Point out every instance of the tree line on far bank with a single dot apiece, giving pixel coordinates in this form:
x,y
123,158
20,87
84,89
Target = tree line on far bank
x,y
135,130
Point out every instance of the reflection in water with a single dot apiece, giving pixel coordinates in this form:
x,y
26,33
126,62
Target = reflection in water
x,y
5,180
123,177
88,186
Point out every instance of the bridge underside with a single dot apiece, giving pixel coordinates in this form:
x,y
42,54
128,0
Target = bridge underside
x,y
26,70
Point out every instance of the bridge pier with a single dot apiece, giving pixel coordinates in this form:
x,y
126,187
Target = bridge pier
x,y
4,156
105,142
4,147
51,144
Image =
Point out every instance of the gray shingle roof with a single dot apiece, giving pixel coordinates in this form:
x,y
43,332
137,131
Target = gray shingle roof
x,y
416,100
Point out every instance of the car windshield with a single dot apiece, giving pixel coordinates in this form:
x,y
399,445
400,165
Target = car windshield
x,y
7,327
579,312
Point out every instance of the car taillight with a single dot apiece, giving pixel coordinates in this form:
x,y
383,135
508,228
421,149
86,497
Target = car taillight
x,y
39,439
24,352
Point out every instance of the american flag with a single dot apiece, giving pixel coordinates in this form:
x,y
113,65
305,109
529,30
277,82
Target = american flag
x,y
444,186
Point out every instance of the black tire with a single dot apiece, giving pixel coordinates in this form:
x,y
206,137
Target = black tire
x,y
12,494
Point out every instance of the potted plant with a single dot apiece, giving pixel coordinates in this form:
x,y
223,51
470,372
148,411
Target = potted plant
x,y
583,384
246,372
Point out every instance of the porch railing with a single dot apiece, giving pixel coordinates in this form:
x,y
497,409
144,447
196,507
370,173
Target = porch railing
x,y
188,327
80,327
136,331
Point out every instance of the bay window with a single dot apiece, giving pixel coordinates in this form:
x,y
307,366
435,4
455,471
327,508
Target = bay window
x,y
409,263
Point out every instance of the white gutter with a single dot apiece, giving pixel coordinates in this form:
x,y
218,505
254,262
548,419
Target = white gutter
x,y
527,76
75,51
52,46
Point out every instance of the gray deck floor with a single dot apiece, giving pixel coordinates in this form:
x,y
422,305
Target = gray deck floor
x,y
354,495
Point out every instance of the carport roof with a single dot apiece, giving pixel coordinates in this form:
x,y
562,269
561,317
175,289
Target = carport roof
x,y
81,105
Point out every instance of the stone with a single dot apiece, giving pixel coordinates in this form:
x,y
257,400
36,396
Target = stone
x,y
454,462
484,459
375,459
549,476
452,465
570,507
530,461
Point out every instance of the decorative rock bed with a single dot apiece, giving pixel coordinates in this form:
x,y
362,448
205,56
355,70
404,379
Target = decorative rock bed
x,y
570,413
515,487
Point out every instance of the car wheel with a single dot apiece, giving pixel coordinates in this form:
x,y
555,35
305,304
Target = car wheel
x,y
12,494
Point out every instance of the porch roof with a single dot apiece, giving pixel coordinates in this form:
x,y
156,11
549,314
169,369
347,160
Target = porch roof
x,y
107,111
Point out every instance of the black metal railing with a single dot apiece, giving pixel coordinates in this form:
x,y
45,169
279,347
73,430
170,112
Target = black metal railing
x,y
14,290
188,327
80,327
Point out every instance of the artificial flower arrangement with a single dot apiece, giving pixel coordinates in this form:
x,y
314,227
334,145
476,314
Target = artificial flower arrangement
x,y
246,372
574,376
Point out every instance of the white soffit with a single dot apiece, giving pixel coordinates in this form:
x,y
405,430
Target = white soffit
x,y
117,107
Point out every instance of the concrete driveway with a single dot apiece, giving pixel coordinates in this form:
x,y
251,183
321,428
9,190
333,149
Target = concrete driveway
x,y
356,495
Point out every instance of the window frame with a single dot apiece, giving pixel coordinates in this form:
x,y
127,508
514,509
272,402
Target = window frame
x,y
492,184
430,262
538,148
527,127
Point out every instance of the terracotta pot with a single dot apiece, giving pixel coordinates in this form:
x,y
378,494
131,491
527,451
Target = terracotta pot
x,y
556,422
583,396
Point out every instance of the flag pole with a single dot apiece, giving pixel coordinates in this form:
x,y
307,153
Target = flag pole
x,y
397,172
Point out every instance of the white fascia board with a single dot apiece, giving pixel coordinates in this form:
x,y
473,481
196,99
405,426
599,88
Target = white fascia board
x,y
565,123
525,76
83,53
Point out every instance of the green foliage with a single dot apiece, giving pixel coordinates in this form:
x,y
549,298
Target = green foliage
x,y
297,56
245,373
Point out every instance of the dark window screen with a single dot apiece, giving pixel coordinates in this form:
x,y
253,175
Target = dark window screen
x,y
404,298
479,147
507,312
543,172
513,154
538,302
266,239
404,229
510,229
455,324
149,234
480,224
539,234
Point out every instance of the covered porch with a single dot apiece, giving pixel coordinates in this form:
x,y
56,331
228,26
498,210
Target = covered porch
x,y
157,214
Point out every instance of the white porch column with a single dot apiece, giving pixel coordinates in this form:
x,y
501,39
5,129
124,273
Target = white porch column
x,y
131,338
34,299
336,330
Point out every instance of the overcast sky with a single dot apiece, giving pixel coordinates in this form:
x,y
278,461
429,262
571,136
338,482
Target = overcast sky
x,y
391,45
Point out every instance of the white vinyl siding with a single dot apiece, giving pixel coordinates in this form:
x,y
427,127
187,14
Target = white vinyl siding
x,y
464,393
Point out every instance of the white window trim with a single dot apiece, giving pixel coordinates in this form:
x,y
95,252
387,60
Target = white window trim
____
Problem to solve | Which of the lines in the data contain the string "trim"? Return each one.

Answer to this problem |
Point out every instance of the white window trim with a single dot apiece, giving pixel coordinates in this form:
Target = white window trim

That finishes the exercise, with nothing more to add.